_Records supplied_
══════

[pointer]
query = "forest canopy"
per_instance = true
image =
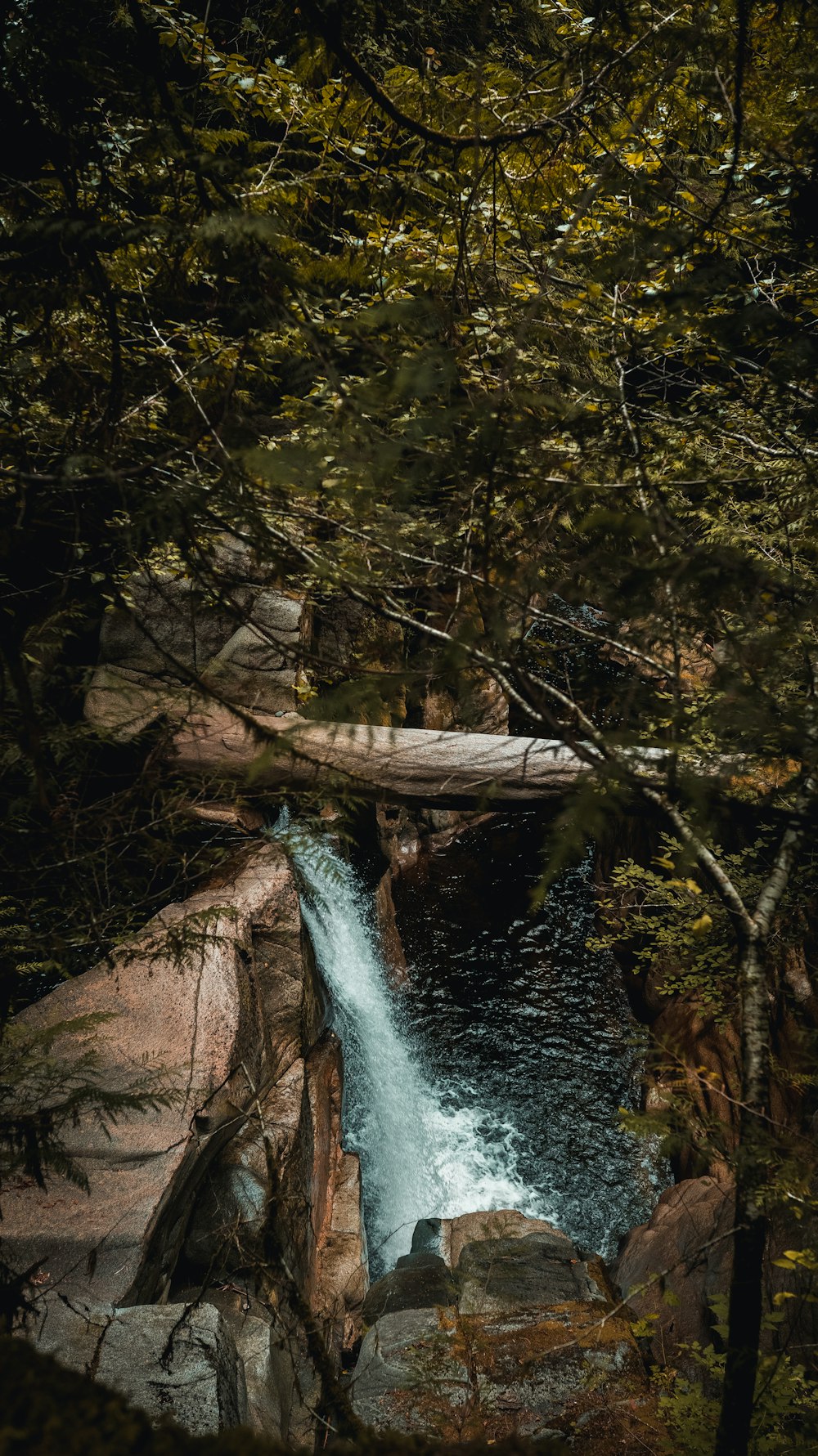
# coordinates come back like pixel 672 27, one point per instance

══════

_Exercise goal_
Write out word for word every line from the line with "per_instance = true" through the final line of the records, both included, skipping the pictures.

_Exercise output_
per_instance = true
image =
# coordinates come back like pixel 672 27, one point per instance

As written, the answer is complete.